> _YOUR TASK_: Filter the data below, keeping only lines that contain "image".

....................

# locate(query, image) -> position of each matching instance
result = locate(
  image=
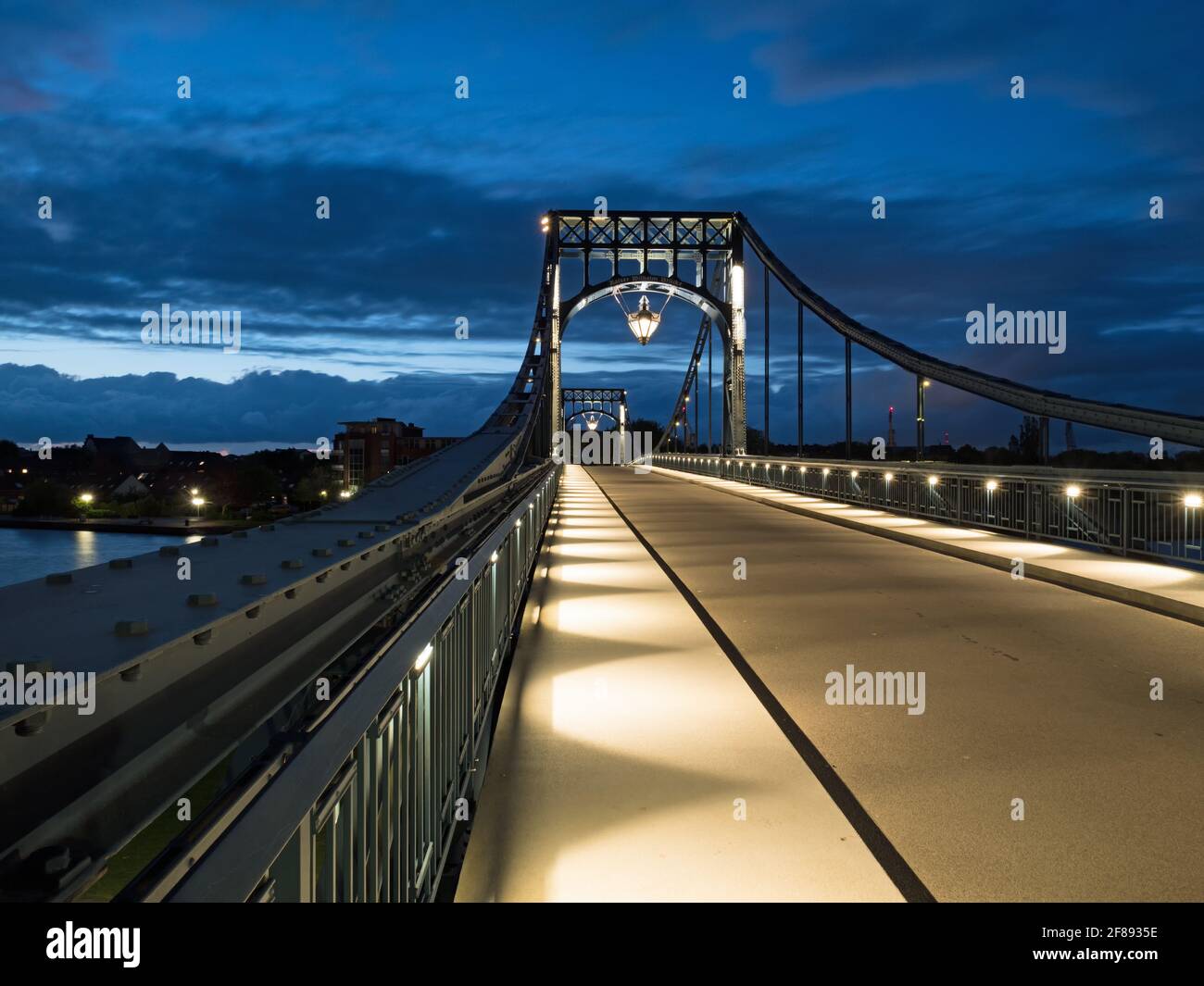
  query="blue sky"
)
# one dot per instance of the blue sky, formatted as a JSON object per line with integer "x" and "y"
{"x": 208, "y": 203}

....................

> _THE ANSWER_:
# locate(query, image) -> position of each matching instance
  image=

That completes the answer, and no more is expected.